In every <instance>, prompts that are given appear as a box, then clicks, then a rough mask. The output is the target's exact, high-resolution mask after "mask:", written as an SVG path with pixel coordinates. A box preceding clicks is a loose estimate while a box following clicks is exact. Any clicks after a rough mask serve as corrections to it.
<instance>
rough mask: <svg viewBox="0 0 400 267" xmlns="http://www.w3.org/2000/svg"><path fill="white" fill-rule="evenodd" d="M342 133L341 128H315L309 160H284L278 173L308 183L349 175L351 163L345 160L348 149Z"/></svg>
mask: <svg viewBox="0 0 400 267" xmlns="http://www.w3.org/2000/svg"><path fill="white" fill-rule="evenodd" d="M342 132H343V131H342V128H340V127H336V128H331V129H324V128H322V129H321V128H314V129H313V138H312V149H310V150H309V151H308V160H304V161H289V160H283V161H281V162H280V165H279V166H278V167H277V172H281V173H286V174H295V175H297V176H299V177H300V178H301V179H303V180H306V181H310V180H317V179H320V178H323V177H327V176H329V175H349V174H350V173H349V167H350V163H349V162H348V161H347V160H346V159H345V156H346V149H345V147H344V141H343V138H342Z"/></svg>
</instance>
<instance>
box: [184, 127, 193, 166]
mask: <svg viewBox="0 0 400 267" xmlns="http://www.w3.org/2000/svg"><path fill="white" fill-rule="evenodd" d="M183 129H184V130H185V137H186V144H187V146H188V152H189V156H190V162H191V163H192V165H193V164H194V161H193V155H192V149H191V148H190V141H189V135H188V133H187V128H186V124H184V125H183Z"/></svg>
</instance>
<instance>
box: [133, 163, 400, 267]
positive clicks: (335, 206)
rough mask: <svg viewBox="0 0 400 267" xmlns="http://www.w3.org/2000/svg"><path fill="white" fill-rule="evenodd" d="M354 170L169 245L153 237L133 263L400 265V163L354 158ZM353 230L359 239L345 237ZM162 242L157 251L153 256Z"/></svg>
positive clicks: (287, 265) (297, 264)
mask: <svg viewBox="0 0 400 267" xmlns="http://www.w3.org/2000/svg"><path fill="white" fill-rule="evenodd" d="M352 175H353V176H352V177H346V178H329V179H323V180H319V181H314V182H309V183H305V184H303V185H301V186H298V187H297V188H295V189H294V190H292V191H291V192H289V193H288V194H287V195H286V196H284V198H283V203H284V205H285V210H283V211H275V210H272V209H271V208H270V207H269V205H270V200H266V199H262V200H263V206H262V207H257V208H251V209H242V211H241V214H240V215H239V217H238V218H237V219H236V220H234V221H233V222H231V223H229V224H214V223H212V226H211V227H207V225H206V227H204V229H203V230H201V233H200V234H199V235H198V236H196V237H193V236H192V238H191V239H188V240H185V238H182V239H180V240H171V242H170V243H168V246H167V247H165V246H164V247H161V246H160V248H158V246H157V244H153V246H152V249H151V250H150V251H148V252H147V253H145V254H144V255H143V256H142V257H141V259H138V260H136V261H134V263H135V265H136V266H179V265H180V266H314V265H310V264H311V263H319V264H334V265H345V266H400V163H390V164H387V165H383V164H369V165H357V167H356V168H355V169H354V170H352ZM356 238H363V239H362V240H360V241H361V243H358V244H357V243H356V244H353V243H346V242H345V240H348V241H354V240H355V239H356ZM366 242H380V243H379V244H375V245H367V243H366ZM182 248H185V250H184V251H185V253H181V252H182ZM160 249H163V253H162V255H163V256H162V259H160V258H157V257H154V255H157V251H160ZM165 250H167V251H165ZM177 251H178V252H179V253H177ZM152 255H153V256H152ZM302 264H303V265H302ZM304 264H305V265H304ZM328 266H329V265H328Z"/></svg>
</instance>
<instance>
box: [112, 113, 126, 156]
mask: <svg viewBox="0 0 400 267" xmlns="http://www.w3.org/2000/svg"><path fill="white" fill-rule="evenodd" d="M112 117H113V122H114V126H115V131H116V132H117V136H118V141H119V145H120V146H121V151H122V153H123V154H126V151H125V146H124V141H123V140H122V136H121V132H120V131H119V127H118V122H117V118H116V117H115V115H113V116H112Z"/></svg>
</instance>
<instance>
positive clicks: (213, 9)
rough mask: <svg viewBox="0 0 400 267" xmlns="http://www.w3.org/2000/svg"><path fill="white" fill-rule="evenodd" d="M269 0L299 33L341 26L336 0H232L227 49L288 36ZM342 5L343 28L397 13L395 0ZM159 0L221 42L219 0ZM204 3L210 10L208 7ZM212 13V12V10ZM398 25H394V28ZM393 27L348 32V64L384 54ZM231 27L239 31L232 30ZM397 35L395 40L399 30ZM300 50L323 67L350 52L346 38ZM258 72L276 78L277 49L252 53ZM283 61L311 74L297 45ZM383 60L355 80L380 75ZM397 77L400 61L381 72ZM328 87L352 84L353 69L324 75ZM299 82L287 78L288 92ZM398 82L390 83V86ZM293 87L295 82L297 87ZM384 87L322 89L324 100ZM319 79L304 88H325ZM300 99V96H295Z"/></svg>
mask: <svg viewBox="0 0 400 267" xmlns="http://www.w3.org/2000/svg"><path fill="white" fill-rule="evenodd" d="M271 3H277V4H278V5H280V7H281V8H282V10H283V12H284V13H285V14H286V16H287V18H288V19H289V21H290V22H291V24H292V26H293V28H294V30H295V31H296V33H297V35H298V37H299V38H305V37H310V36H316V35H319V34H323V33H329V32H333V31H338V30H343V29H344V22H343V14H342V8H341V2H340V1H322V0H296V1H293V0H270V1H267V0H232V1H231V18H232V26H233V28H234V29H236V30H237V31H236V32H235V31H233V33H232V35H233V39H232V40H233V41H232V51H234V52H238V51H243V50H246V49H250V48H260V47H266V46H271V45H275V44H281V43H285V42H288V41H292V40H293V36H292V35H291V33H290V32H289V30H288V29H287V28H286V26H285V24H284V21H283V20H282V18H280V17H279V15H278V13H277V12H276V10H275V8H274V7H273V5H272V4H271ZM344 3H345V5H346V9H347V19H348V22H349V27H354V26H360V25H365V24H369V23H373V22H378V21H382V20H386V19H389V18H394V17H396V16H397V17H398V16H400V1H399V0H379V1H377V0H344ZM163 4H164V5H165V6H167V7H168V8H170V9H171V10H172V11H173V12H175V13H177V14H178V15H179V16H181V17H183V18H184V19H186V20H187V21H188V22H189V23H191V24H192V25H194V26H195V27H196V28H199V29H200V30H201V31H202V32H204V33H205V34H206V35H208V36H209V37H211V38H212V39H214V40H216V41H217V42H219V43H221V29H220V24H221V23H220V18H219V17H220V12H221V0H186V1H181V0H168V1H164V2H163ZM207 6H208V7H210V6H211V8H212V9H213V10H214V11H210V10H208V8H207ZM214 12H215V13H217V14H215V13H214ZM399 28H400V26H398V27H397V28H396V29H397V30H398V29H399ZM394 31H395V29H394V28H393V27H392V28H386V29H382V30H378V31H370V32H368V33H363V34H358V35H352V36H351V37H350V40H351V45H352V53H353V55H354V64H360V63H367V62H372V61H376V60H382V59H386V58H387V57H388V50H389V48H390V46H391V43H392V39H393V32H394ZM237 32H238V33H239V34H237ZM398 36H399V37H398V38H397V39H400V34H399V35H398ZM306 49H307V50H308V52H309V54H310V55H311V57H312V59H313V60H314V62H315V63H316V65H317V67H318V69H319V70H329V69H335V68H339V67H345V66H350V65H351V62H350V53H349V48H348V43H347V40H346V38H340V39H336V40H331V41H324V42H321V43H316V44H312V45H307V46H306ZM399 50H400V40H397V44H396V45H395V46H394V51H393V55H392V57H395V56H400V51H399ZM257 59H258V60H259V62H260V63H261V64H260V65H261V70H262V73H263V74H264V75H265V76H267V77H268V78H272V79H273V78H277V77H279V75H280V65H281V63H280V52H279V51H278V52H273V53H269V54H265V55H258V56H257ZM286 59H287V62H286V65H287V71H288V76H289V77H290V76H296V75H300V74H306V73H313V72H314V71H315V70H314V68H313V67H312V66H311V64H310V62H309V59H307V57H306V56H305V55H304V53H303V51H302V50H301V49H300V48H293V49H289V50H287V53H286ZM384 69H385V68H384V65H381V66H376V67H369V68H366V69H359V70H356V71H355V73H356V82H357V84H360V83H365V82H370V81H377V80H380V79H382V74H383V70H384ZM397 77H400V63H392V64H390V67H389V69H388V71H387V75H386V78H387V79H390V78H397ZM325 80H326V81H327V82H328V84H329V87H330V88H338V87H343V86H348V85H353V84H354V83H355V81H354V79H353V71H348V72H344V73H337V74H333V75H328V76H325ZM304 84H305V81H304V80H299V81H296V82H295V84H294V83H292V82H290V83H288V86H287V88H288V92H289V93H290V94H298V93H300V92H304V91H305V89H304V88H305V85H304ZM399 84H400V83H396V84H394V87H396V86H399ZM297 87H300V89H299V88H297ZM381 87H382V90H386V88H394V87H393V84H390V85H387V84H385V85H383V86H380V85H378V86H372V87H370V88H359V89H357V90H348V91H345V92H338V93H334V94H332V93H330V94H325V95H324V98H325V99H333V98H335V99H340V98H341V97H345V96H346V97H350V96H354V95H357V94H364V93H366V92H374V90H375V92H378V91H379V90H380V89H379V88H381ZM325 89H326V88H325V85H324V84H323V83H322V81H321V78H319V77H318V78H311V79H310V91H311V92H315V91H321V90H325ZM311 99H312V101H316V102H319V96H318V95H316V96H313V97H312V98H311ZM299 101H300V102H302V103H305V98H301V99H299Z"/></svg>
◇ ◇ ◇ ◇ ◇ ◇ ◇
▶ [Exercise directions]: Transcribe the records above from the line holding "box: [133, 163, 400, 267]" down to the line holding "positive clicks: (213, 9)", inclusive, without adding anything.

▶ [Answer to this problem]:
box: [133, 163, 400, 267]
positive clicks: (335, 206)
rough mask: <svg viewBox="0 0 400 267" xmlns="http://www.w3.org/2000/svg"><path fill="white" fill-rule="evenodd" d="M354 170L169 245L153 237L133 263L400 265V163L354 158ZM353 230L359 239L345 237ZM162 242L157 251L153 256Z"/></svg>
positive clicks: (287, 265) (297, 264)
mask: <svg viewBox="0 0 400 267" xmlns="http://www.w3.org/2000/svg"><path fill="white" fill-rule="evenodd" d="M352 175H353V176H352V177H346V178H329V179H323V180H319V181H314V182H309V183H305V184H303V185H301V186H298V187H297V188H295V189H294V190H292V191H291V192H289V193H288V194H287V195H286V196H284V198H283V203H284V205H285V210H283V211H275V210H272V209H271V208H270V207H269V205H270V200H266V199H262V200H263V206H262V207H257V208H251V209H242V211H241V214H240V215H239V217H238V218H237V219H236V220H234V221H233V222H231V223H229V224H214V223H212V226H211V227H207V225H206V227H204V229H203V230H201V233H200V234H199V235H198V236H196V237H193V236H192V238H191V239H188V240H185V238H182V239H180V240H171V242H170V243H168V246H167V247H165V246H164V247H161V246H160V248H158V246H157V244H153V246H152V249H151V250H150V251H148V252H147V253H145V254H144V255H143V256H142V257H141V259H138V260H136V261H134V263H135V265H136V266H179V265H180V266H314V265H310V264H311V263H319V264H334V265H345V266H400V163H390V164H387V165H383V164H369V165H357V167H356V168H355V169H354V170H352ZM356 238H363V239H362V240H360V241H361V243H358V244H357V243H356V244H353V243H346V242H345V240H348V241H354V240H355V239H356ZM366 242H380V243H379V244H375V245H367V243H366ZM182 248H185V250H184V251H185V253H181V252H182ZM160 249H163V253H162V255H163V256H162V259H160V258H157V257H154V255H157V251H160ZM165 250H167V251H165ZM177 251H178V252H179V253H177ZM152 255H153V256H152ZM302 264H303V265H302ZM304 264H305V265H304ZM328 266H329V265H328Z"/></svg>
</instance>
<instance>
box: [112, 113, 126, 156]
mask: <svg viewBox="0 0 400 267" xmlns="http://www.w3.org/2000/svg"><path fill="white" fill-rule="evenodd" d="M112 117H113V122H114V126H115V131H116V132H117V136H118V141H119V145H120V146H121V151H122V153H123V154H126V151H125V146H124V141H123V140H122V136H121V132H120V131H119V127H118V122H117V118H116V117H115V115H113V116H112Z"/></svg>
</instance>
<instance>
positive clicks: (213, 9)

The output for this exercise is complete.